* **Task statement**: In the text about a fake job scam, what contact method are the scammers still using?

* **Extracted text**:
+---+

This is always the kicker. That’s how I got suckered. For now, they’re still using this method of contact, but be forewarned that Google Hangouts is going away eventually, according to Google. That was supposed to happen a while back, but Google has been slow to actually get rid of it.
ONE MORE THING:
Note the odd indentation of the greeting (“Dear Keith Ratner…”). This in and of itself is not necessarily a red flag, but it’s an easy thing to spot. For me, that does set off alarms. The vast majority of emails don’t look like that, so this is a quick visual cue if you happen to be scanning tons of emails.
HOW THIS FAKE JOB SCAM WORKS:
I’m speaking from personal experience here. Your mileage may vary and there might be other processes which ensue should you be inclined to actually follow up on one of these. I did, and this is what happened, in a nutshell:
I began to engage via Google Hangout (chat only; there was NO VIDEO) with what was clearly an actual human being. (This is another thing that will inevitably become less obvious thanks to better Artificial Intelligence and automated tools – but these people are rather slow to update their methods. Don’t count on them not getting smarter, possibly much smarter, possibly overnight.)

+---+

[Dataset entries]

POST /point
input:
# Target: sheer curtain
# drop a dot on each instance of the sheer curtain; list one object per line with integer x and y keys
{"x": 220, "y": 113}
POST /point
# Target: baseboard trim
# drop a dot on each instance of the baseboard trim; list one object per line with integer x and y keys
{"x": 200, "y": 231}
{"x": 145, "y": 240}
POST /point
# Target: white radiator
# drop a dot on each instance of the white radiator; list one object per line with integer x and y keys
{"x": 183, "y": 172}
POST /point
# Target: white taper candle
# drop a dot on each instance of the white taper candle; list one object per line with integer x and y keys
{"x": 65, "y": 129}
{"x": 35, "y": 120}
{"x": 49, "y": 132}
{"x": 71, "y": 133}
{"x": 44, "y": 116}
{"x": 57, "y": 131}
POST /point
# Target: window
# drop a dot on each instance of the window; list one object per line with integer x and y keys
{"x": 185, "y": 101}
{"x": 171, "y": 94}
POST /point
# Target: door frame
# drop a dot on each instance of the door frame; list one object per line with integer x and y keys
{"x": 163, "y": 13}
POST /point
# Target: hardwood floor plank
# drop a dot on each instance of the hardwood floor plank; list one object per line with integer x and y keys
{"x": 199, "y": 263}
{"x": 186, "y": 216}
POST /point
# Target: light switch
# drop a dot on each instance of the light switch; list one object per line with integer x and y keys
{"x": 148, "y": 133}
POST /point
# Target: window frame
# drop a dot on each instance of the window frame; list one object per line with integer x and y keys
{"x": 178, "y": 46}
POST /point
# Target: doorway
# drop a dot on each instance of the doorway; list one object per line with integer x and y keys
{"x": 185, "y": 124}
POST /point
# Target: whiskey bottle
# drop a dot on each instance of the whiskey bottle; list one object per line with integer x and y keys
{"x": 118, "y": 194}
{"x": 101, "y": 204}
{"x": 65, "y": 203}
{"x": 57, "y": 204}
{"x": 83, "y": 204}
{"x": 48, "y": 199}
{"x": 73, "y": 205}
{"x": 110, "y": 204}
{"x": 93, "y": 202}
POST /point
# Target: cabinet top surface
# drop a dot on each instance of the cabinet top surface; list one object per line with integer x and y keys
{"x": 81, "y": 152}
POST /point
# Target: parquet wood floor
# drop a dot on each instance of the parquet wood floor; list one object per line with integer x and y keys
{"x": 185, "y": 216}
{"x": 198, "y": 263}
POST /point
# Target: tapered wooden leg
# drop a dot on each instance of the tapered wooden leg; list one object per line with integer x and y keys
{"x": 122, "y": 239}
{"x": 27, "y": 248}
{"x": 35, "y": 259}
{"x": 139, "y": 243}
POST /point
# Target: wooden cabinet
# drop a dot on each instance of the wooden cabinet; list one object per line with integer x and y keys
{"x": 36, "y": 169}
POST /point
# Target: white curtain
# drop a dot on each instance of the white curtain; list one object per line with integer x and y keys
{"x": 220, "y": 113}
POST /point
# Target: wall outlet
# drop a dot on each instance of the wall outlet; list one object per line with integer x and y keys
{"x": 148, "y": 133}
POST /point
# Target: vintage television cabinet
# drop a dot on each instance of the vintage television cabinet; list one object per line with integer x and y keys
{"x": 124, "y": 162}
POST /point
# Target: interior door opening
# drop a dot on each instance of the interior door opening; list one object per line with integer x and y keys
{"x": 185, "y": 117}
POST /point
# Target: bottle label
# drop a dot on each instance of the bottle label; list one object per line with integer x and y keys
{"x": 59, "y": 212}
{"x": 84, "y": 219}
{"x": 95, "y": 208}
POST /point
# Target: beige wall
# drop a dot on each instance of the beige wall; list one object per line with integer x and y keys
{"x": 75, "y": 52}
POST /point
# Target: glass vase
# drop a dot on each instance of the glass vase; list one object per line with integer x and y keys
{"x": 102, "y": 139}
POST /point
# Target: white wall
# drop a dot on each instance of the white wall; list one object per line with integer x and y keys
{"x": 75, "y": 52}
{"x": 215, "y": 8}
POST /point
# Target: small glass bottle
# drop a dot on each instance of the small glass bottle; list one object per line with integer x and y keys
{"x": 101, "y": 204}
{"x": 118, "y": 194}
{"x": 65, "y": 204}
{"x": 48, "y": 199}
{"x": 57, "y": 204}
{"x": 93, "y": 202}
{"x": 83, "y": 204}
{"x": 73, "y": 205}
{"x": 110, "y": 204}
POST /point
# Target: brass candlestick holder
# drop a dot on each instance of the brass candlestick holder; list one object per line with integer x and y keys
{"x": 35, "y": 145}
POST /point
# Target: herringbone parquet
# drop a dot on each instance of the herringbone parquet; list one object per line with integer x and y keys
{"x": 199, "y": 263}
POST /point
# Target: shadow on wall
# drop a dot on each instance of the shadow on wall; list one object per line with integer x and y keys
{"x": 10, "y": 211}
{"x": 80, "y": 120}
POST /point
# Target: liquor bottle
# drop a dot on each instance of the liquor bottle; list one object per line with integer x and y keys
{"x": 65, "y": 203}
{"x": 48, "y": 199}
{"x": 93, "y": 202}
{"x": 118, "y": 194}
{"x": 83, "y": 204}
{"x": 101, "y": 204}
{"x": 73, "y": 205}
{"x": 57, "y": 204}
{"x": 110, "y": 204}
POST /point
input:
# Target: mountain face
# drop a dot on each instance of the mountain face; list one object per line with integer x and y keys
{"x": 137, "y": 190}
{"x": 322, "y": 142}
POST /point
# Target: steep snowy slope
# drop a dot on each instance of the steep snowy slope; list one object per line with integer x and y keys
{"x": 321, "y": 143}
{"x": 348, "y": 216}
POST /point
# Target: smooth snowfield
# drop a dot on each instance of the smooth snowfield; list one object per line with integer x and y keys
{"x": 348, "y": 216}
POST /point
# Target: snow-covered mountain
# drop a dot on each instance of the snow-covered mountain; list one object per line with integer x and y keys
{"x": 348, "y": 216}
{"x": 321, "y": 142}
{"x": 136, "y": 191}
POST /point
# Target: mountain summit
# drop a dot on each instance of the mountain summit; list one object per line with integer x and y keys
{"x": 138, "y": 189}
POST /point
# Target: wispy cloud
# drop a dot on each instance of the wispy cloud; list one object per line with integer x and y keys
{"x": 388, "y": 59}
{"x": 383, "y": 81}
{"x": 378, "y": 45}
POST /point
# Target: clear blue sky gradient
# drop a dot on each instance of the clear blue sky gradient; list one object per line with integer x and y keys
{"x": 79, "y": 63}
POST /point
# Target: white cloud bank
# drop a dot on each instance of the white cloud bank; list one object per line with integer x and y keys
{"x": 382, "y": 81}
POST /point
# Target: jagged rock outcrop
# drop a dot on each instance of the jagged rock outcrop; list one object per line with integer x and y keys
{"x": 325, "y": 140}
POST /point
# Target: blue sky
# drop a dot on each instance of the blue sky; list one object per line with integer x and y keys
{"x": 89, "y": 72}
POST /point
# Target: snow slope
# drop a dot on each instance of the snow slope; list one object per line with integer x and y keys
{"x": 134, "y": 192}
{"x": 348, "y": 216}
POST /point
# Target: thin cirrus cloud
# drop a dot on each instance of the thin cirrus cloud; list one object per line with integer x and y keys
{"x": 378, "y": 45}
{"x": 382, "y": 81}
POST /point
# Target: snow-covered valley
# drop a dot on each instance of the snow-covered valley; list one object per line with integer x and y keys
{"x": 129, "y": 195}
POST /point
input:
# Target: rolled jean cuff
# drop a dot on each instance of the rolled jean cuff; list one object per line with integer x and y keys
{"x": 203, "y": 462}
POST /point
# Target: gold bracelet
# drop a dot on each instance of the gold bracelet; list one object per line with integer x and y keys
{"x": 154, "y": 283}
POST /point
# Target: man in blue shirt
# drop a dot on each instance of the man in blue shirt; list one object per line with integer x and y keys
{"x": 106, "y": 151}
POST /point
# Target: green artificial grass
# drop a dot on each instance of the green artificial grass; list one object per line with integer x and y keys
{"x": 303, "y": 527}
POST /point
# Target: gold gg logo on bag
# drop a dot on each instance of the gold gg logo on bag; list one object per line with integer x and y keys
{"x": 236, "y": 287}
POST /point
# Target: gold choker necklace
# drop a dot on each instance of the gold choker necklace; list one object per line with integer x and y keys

+---+

* **Written response**: Google Hangouts